Methods and compositions for treating proppant and/or formation sand to enhance proppant pack conductivity, control fines migration, and stabilize formation sand during the well production are provided. In one embodiment, the method comprises: introducing a fines migration control agent into a fluid comprising a base fluid and a plurality of proppants, wherein the fines migration control agent comprises a core group capable of attaching to the proppant and at least one end group connected to the core group capable of capturing fines; mixing the fines migration control agent with the fluid to form a proppant slurry; and injecting the proppant slurry into a wellbore penetrating at least a portion of a subterranean formation.

Description

    BACKGROUND
  • The present disclosure provides methods and compositions for treating proppant and/or formation sand to enhance proppant pack conductivity, control fines migration, and stabilize formation sand during the well production.
  • Hydrocarbon-producing wells are often stimulated by hydraulic fracturing treatments. In hydraulic fracturing treatments, a viscous fracturing fluid, which may also function as a carrier fluid, is pumped into a producing zone to be fractured at a rate and pressure such that one or more fractures are formed in the zone. Particulate solids for propping the fractures, commonly referred to in the art as “proppant,” are generally suspended in at least a portion of the fracturing fluid so that the particulate solids are deposited in the fractures when the fracturing fluid reverts to a thin fluid to be returned to the surface. The proppant deposited in the fractures functions to prevent the fractures from fully closing and maintains conductive channels through which produced hydrocarbons can flow.
  • Additionally, hydrocarbon wells are often located in subterranean zones that contain unconsolidated particulates that may migrate within the subterranean formation with the oil, gas, water, and/or other fluids produced by a well penetrating the subterranean formation. As used herein, the term “unconsolidated particulates,” and derivatives thereof, includes loose particulates and particulates bonded with insufficient bond strength to withstand the forces created by the production of fluids through the formation, which may include but are not limited to formation fines and/or proppant particulates. “Formation fine(s),” another term used herein, refers to any loose particles within the portion of the formation, including, but not limited to, formation fines, formation sand, clay particulates, coal fines, and the like.

→ Provided records:
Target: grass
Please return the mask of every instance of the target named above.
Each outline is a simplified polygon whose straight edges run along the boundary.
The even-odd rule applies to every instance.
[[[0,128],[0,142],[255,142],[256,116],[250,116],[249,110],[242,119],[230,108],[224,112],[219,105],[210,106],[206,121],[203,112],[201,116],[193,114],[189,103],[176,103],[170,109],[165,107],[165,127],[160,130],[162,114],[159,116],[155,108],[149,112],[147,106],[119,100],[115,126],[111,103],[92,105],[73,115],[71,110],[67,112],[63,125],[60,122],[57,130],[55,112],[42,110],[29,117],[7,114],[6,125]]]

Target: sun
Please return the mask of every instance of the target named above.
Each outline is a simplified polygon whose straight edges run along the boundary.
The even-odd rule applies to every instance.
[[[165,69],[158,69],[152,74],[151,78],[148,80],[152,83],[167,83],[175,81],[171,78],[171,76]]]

→ Objectives:
a – In the proppant passage, what two functions does the proppant deposited in the fractures serve?
b – Extend the proppant passage from where it stops.

→ The results:
a – It prevents the fractures from fully closing and maintains conductive channels through which produced hydrocarbons can flow.

b –
  • Flowback of the proppant, unconsolidated particulate, or formation fines with formation fluids is undesirable as it may erode metal equipment, plug piping and vessels, and cause damage to valves, instruments, and other production equipment. To reduce or prevent the subsequent flowback of proppant and other unconsolidated particulates with the produced fluids, a portion of the proppant introduced into the fractures may be coated with a hardenable resin composition. When the fracturing fluid, which is the carrier fluid for the proppant, reverts to a thin fluid, the resin-coated proppant is deposited in the fracture, and the fracture closes on the proppant. Such partially closed fractures apply pressure on the resin-coated proppant particles, causing the particles to be forced into contact with each other while the resin composition hardens. The hardening of the resin composition under pressure brings about the consolidation of the resin-coated proppant particles into a hard permeable mass having compressive and tensile strength that hopefully prevents unconsolidated proppant and formation sand from flowing out of the fractures with produced fluids.
  • Even when proppant particles or other large particles are consolidated into a hard permeable mass, the smaller formation fines may still flow back with the production fluid resulting in many of the same problems. The proppant particles may be coated with a surface modification agent which, under certain circumstances, may bind medium-sized proppant particles and, to a lesser extent, the smaller formation fines.
  • BRIEF DESCRIPTION OF THE DRAWINGS
  • These drawings illustrate certain aspects of some of the embodiments of the present disclosure, and should not be used to limit or define the claims.
  • FIG. 1 illustrates one example of a fines migration control agent according to the teachings of the present disclosure.
  • FIG. 2 illustrates the chemical structure of one example of a fines migration control agent according to the present disclosure that uses a half polysiloxane cage.
  • FIG. 3 illustrates an alternative chemical structure of an example of a fines migration control agent according to the present disclosure.
  • FIG. 4 illustrates the chemical structure of one embodiment of a fines migration control agent according to the present disclosure that uses a full polysiloxane cage.
  • FIG. 5 illustrates an alternative example of a fines migration control agent according to the teachings of the present disclosure.
  • FIG. 6 illustrates an example of a system where certain embodiments of the present disclosure may be used.
  • While embodiments of this disclosure have been depicted, such embodiments do not imply a limitation on the disclosure, and no such limitation should be inferred. The subject matter disclosed is capable of considerable modification, alteration, and equivalents in form and function, as will occur to those skilled in the pertinent art and having the benefit of this disclosure. The depicted and described embodiments of this disclosure are examples only, and not exhaustive of the scope of the disclosure.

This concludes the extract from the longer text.